> WRITTEN REQUEST 1
Decide whether each statement below agrees with the pandas indexing post. Answer yes or no for each, and quote the words of the post that decide it.
(a) The post says x[:2] returns the first two rows.
(b) The post says col[[0, 1]] raises an error when there is no row with index 0.
(c) The writer says they are unaware of .loc and .iloc.
> WRITTEN REQUEST 2
Return the passage of the pandas indexing post starting at "# simplest indexing." and ending at "lookup = numpy.arange(10)", copied word for word.
> WRITTEN REQUEST 3
Answer these questions from the pandas indexing post.
(a) What error does x[[0, 1], :] produce?
(b) Which function does the post import from sklearn.model_selection?
(c) What does the writer say code review turns into?

> READING PASSAGE
■ ■ ■ ■

Hi Matthew,
maybe it is not the best place to discuss problems of pandas, but to show that I am not missing something, let's consider a simple example.
# simplest DataFrame
x = pandas.DataFrame(dict(a=numpy.arange(10), b=numpy.arange(10, 20)))
# simplest indexing. Can you predict results without looking at comments?
x[:2] # returns two first rows, as expected
x[[0, 1]] # returns copy of x, whole dataframe
x[numpy.array(2)] # fails with IndexError: indices are out-of-bounds (can you guess why?)
x[[0, 1], :] # unhashable type: list
just in case - I know about .loc and .iloc, but when you write code with many subroutines, you concentrate on numpy inputs, and at some point you simply forget to convert some of the data you operated with to numpy and it continues to work, but it yields wrong results (while you tested everything, but you tested this for numpy). Checking all the inputs in each small subroutine is strange.
Ok, a bit more:
x[x['a'] > 5] # works as expected
x[x['a'] > 5, :] # 'Series' objects are mutable, thus they cannot be hashed
lookup = numpy.arange(10)
x[lookup[x['a']] > 5] # works as expected
x[lookup[x['a']] > 5, :] # TypeError: unhashable type: 'numpy.ndarray'
x[lookup]['a'] # indexError
x['a'][lookup] # works as expected
Now let's go a bit further: train/test splitted the data for machine learning (again, the most frequent operation)
from sklearn.model_selection import train_test_split
x1, x2 = train_test_split(x, random_state=42)
# compare next to operations with pandas.DataFrame
col = x1['a']
print col[:2] # first two elements
print col[[0, 1]] # doesn't fail (while there in no row with index 0), fills it with NaN
print col[numpy.arange(2)] # same as previous
print col[col > 4] # as expected
print col[col.values > 4] # as expected
print col.values[col > 4] # converts boolean to int, uses int indexing, but at least raises warning
Mistakes done by such silent misoperating are not easy to detect (when your data pipeline consists of several steps), quite hard to locate the source of problem and almost impossible to be sure that you indeed avoided all such caveats. Code review turns into paranoidal process (if you care about the result, of course).

■ ■ ■ ■

> EXTRACTED INFORMATION
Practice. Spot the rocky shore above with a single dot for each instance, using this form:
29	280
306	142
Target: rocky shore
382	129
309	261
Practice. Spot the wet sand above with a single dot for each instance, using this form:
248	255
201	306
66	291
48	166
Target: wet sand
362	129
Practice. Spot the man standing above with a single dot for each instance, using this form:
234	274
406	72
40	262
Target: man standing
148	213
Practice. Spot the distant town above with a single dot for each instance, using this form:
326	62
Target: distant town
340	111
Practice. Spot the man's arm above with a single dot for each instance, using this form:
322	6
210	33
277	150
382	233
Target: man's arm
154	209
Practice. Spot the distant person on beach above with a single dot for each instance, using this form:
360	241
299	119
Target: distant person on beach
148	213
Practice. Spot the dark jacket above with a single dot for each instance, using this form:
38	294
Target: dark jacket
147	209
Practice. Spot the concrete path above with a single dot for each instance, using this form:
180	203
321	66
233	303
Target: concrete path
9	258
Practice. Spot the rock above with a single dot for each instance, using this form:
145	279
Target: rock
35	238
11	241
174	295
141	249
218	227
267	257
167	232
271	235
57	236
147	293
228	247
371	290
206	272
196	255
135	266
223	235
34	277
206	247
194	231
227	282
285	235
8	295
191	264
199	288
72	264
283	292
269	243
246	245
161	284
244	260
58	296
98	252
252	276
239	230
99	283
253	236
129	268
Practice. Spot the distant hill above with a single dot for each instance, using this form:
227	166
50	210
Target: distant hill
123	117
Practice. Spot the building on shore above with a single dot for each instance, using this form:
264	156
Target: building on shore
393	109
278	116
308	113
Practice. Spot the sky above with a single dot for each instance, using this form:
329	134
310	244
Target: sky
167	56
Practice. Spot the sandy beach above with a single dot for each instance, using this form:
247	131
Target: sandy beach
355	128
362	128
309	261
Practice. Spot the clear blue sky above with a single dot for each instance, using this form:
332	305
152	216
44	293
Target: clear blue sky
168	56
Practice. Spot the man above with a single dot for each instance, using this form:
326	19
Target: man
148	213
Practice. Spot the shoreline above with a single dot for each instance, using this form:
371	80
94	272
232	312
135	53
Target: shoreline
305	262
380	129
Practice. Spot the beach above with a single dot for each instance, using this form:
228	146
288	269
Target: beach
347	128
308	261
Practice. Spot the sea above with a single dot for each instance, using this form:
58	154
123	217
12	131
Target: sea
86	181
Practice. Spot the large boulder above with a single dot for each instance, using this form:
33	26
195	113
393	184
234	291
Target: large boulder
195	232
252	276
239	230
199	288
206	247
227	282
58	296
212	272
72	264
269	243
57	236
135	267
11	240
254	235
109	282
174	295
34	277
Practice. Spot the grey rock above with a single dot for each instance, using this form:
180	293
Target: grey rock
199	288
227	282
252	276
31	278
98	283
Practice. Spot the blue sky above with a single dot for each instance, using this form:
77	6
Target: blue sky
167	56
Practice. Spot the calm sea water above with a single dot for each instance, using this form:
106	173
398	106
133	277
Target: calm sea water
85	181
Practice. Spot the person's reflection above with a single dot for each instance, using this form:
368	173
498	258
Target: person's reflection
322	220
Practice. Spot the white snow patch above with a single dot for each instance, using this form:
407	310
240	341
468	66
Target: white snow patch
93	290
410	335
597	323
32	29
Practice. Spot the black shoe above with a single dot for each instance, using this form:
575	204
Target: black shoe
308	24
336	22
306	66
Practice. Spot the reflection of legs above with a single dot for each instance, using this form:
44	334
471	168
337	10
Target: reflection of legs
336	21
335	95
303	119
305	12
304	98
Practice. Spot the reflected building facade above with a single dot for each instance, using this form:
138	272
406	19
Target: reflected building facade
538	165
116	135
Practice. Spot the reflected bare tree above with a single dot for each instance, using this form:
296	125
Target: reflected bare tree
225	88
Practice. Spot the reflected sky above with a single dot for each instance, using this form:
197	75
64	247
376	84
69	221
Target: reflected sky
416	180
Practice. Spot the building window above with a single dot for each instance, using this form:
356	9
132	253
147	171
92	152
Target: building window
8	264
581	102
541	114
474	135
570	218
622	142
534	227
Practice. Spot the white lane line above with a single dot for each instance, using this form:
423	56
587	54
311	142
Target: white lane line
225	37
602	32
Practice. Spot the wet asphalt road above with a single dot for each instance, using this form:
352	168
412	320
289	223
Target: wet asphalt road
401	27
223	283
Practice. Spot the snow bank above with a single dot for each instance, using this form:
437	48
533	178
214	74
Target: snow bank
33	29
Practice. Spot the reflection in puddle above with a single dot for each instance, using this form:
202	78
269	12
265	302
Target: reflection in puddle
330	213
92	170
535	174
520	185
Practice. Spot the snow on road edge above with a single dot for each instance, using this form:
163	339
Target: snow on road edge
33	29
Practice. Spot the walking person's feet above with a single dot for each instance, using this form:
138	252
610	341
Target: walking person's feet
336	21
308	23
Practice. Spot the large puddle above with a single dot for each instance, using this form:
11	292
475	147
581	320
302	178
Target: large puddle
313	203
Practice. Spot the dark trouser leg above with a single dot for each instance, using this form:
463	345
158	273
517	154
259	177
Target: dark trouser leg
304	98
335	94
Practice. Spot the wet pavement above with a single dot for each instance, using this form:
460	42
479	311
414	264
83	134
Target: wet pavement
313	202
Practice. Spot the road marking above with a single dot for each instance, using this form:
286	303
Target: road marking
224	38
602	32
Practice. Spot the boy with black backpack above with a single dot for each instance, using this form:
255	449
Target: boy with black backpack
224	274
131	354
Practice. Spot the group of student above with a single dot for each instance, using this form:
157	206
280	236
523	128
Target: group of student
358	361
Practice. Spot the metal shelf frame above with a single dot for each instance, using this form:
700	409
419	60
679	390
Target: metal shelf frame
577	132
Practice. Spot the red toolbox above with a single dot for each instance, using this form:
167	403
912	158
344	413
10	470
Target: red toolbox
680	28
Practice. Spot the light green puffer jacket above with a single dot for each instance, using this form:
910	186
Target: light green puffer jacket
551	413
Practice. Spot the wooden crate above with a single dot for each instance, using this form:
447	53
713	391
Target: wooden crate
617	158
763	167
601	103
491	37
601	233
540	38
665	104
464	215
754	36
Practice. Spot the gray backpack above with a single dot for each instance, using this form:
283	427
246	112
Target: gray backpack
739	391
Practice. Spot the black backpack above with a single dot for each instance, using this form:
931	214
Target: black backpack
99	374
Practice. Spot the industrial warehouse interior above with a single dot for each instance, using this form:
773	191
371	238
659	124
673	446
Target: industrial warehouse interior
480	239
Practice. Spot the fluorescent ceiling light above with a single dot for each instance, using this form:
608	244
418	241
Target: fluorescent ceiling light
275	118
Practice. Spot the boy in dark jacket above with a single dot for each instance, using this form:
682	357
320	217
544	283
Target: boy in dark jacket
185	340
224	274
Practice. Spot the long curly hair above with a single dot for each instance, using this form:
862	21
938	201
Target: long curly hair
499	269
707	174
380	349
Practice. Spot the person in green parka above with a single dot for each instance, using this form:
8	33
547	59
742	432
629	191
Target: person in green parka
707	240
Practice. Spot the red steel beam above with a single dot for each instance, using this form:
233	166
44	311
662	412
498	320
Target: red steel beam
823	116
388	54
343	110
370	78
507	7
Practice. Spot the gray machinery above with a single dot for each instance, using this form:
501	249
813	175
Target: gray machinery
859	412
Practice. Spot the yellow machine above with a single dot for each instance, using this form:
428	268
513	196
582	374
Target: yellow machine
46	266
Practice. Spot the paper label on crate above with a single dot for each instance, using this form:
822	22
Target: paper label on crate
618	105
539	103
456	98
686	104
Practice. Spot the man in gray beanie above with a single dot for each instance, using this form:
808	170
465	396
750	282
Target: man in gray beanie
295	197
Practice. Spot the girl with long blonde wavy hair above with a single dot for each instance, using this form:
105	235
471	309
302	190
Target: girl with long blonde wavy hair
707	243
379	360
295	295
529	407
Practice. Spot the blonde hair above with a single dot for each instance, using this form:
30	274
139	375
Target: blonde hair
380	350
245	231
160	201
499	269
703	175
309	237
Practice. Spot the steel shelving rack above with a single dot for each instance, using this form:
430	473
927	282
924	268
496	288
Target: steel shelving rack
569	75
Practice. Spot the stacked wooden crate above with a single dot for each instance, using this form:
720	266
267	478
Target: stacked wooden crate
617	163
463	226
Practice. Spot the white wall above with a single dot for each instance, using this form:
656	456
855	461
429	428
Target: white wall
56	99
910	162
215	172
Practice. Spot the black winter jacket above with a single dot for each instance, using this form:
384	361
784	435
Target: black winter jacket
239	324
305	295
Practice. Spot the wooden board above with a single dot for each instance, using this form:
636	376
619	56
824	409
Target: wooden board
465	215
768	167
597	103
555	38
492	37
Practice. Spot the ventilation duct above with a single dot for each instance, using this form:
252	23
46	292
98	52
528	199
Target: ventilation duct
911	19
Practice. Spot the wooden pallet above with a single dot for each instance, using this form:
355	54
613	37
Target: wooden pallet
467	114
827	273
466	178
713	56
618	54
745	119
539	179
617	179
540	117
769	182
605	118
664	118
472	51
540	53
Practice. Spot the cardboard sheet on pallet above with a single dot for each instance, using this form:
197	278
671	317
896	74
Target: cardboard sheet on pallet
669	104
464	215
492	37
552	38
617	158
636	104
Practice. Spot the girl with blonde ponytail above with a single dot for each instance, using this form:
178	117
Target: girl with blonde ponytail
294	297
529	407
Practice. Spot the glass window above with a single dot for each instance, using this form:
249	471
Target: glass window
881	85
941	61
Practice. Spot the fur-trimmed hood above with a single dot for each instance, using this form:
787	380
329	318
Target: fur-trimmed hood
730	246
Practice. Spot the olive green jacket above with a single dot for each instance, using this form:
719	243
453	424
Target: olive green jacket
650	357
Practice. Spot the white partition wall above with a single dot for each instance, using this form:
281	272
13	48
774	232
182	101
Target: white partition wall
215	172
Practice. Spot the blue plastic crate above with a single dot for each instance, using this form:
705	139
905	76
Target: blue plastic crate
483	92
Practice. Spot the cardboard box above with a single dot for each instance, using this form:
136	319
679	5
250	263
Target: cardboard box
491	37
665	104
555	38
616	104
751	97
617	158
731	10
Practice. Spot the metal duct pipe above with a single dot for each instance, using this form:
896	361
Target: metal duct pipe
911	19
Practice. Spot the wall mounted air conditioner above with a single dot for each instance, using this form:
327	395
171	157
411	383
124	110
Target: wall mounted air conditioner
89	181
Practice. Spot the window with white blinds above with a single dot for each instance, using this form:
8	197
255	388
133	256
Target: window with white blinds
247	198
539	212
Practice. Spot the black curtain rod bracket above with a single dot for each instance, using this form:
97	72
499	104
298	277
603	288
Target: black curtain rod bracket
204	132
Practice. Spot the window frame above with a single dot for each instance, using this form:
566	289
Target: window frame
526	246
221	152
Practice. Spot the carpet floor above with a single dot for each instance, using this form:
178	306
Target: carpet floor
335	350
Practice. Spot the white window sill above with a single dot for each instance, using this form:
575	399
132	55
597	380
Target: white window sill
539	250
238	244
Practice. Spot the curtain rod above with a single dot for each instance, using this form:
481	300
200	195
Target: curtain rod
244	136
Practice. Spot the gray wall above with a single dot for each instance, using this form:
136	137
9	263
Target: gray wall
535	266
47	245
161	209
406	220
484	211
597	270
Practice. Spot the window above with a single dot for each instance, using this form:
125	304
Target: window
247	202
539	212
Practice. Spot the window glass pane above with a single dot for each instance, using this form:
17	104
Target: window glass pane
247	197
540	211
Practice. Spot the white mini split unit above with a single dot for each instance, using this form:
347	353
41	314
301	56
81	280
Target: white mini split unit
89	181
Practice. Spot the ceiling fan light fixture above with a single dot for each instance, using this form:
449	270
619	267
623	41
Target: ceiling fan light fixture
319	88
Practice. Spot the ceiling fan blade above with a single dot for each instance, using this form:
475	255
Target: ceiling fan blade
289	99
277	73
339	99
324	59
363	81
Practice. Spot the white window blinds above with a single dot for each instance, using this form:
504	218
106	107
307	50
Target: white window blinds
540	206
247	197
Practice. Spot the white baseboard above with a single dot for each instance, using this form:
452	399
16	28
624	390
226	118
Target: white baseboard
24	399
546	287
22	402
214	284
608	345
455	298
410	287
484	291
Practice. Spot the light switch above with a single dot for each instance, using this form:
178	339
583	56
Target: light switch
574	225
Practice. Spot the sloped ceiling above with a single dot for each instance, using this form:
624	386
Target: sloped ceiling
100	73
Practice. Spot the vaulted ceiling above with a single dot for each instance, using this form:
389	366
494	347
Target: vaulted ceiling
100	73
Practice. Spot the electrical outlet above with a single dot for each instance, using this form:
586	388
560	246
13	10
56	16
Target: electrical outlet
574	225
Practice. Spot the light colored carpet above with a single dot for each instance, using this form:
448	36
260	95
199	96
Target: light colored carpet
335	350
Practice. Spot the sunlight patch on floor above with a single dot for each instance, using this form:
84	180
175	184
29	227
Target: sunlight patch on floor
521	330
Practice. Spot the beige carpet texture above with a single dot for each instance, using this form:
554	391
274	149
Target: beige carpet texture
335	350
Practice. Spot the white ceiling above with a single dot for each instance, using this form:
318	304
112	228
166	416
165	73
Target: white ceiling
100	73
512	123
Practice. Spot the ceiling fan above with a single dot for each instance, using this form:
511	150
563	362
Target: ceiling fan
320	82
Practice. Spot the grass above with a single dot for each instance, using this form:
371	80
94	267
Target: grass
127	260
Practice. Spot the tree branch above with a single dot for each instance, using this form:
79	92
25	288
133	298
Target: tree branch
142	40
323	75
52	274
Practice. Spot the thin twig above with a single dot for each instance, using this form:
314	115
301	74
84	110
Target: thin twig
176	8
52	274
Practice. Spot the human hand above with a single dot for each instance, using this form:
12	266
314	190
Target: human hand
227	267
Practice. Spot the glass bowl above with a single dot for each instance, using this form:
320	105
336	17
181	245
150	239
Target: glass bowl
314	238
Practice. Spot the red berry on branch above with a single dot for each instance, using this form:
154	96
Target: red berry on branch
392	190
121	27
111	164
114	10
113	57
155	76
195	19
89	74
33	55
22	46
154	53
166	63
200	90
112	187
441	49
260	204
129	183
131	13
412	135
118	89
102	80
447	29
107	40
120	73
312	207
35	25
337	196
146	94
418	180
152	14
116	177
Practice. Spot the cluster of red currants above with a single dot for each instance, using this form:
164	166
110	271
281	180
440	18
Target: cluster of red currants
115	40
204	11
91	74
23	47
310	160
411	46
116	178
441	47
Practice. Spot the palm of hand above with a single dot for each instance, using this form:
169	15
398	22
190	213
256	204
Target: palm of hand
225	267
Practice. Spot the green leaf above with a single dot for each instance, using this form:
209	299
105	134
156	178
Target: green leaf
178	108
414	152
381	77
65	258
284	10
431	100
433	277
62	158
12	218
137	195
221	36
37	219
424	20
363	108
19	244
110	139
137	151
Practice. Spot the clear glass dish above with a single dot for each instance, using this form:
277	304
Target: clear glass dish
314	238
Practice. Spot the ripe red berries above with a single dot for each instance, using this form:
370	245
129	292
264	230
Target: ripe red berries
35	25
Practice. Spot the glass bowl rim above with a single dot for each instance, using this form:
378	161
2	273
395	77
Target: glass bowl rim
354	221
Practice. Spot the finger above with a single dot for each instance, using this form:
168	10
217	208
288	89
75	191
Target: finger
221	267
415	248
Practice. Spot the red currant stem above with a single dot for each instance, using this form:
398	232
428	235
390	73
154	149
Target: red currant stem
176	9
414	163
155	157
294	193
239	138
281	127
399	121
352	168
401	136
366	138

■ ■ ■ ■

> COMPLETE OUTPUT 1
(a) Yes: "returns two first rows, as expected"
(b) No: "doesn't fail"
(c) No: "I know about .loc and .iloc"

> COMPLETE OUTPUT 2
# simplest indexing. Can you predict results without looking at comments?
x[:2] # returns two first rows, as expected
x[[0, 1]] # returns copy of x, whole dataframe
x[numpy.array(2)] # fails with IndexError: indices are out-of-bounds (can you guess why?)
x[[0, 1], :] # unhashable type: list
just in case - I know about .loc and .iloc, but when you write code with many subroutines, you concentrate on numpy inputs, and at some point you simply forget to convert some of the data you operated with to numpy and it continues to work, but it yields wrong results (while you tested everything, but you tested this for numpy). Checking all the inputs in each small subroutine is strange.
Ok, a bit more:
x[x['a'] > 5] # works as expected
x[x['a'] > 5, :] # 'Series' objects are mutable, thus they cannot be hashed
lookup = numpy.arange(10)

> COMPLETE OUTPUT 3
(a) unhashable type: list
(b) train_test_split
(c) A paranoidal process